# [Written instruction A]
In the vesting terms below, what would cause a director to lose the unvested part of the award? Answer in one to three sentences.

# [Reading passage]

########

3.Vesting Schedule. Beginning with the fiscal quarter in which the Grant Date occurs, 25% of the RSUs shall vest on the last day of each quarter of the fiscal year in which the Grant Date occurs (i.e., at the end of April, July, October and January) and any remaining RSUs shall become fully vested on the last day of the fiscal year in which the Grant Date occurs (the “Final Vesting Date”).

4.Circumstances that Accelerate the Vesting Date. All unvested RSUs subject to this Agreement shall become immediately vested if the Director ceases to be a member of the Board due to (a) death, (b) Disability, (c) reaching the mandatory retirement age for members of the Board, or (d) reaching the maximum term limit for members of the Board.

In the event a Change in Control occurs prior to the Final Vesting Date, the outstanding unvested RSUs shall immediately become fully vested.

5.Effect of Ceasing to be a Member of the Board. In the event that the Director ceases to be a member of the Board for any reason prior to the Final Vesting Date, except as specifically provided in this Agreement, the unvested portion of the Award shall be forfeited.

########

# [Records for processing]

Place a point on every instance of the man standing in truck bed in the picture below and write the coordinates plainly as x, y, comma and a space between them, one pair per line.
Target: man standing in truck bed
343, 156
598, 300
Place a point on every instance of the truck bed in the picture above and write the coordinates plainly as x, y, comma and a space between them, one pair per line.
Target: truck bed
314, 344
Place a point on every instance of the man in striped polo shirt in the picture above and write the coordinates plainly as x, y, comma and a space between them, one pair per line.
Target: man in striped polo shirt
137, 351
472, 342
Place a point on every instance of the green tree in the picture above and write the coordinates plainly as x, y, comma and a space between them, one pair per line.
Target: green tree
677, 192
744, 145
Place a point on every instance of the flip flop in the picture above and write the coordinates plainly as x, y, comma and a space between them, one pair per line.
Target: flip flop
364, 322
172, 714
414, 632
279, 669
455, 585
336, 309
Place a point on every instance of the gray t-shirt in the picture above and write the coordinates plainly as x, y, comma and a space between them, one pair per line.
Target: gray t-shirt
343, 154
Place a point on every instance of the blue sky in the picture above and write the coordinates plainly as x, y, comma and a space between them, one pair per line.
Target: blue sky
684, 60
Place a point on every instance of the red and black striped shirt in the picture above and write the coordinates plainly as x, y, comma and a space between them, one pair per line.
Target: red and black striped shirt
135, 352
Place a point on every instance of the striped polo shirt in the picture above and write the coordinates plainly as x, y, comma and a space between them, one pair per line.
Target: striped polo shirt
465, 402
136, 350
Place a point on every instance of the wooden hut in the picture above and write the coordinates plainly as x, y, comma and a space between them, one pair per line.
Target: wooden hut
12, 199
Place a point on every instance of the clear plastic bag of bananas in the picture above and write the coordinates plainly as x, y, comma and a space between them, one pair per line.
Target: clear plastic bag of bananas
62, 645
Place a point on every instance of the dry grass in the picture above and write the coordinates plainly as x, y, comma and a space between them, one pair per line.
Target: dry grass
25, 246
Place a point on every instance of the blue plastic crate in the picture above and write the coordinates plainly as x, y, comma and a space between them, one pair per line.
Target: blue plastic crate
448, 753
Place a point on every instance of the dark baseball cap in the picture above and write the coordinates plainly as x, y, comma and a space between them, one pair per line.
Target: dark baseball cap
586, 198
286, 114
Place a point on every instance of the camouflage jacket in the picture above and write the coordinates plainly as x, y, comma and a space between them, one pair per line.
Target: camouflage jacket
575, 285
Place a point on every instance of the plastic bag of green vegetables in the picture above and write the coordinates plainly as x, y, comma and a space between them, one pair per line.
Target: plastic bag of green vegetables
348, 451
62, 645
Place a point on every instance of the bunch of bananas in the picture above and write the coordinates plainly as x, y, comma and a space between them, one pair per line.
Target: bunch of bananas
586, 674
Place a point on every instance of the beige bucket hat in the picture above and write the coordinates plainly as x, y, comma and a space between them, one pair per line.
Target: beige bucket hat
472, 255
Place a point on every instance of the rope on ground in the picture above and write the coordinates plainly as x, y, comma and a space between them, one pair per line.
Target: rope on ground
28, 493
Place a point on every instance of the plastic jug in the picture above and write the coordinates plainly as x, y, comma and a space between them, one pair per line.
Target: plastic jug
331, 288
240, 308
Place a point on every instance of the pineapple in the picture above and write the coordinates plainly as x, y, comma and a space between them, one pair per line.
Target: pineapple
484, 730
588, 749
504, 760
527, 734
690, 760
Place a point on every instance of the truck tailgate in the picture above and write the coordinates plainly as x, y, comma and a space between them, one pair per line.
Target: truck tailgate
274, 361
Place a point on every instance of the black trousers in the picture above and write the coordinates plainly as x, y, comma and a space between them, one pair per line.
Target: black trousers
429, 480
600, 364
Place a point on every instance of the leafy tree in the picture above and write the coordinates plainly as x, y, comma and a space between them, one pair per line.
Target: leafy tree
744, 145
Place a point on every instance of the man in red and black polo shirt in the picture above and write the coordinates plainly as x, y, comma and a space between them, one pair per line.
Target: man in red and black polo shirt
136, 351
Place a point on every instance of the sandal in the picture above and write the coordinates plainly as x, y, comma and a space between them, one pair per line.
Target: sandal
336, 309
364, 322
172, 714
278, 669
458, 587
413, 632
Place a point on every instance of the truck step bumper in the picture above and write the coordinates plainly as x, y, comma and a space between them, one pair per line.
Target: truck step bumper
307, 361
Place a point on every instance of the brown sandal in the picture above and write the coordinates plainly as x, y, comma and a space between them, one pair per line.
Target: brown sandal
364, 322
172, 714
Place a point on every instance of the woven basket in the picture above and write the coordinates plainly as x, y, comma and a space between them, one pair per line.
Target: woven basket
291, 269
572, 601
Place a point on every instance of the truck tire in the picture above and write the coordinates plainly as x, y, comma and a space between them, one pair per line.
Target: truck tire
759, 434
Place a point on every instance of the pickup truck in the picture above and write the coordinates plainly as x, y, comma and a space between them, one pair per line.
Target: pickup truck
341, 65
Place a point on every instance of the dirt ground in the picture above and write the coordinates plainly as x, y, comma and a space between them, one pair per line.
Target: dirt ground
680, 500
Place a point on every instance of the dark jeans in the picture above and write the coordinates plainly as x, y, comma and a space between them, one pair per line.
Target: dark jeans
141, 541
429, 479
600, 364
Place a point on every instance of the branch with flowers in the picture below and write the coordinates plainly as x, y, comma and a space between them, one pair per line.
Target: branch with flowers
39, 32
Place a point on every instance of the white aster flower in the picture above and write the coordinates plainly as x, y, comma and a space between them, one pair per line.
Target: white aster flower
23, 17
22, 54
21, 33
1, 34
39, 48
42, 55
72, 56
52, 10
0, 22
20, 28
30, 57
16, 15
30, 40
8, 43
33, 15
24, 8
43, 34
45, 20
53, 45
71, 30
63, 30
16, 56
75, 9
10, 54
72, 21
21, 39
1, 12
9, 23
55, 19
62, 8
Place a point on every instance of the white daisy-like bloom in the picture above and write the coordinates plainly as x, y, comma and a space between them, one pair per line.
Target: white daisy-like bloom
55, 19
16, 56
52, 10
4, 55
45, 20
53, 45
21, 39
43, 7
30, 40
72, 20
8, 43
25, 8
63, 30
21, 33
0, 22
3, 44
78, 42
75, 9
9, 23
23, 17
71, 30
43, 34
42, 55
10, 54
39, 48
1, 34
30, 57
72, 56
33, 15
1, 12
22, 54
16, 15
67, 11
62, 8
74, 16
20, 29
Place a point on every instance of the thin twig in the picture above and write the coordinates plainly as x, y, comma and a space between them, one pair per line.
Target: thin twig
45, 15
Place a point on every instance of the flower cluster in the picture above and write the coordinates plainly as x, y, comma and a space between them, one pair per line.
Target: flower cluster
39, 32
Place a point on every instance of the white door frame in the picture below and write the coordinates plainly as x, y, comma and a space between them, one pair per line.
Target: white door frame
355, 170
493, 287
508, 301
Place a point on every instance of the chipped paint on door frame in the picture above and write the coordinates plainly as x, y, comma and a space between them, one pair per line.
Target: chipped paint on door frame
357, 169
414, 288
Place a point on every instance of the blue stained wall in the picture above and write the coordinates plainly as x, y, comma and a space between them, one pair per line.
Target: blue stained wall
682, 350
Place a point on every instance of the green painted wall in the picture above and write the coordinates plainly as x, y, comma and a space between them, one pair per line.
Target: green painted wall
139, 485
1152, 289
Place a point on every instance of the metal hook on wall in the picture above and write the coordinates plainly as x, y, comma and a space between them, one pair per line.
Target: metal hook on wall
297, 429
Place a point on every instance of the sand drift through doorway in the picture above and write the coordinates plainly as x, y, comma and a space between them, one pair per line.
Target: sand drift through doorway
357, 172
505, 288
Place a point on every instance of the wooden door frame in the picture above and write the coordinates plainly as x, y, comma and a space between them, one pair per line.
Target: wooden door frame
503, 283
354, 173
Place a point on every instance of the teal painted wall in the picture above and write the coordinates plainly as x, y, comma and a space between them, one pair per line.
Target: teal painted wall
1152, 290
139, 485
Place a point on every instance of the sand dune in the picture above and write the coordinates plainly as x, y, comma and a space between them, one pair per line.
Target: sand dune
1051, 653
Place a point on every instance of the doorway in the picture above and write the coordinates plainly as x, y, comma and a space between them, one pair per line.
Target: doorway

########

# [Written instruction B]
Filter the entries above down to every line that contains the word "plastic", and copy those lines. Case counts.

# [Exercise output A]
The unvested part of the award is forfeited if the director stops being a member of the Board for any reason before the Final Vesting Date. The only exceptions are cases the Agreement specifically provides for, such as death, Disability, mandatory retirement age, the maximum term limit, or a Change in Control.

# [Exercise output B]
Place a point on every instance of the clear plastic bag of bananas in the picture above and write the coordinates plainly as x, y, comma and a space between them, one pair per line.
Target: clear plastic bag of bananas
Place a point on every instance of the blue plastic crate in the picture above and write the coordinates plainly as x, y, comma and a space between them, one pair per line.
Target: blue plastic crate
Place a point on every instance of the plastic bag of green vegetables in the picture above and write the coordinates plainly as x, y, comma and a space between them, one pair per line.
Target: plastic bag of green vegetables
Place a point on every instance of the plastic jug in the picture above and write the coordinates plainly as x, y, comma and a space between them, one pair per line.
Target: plastic jug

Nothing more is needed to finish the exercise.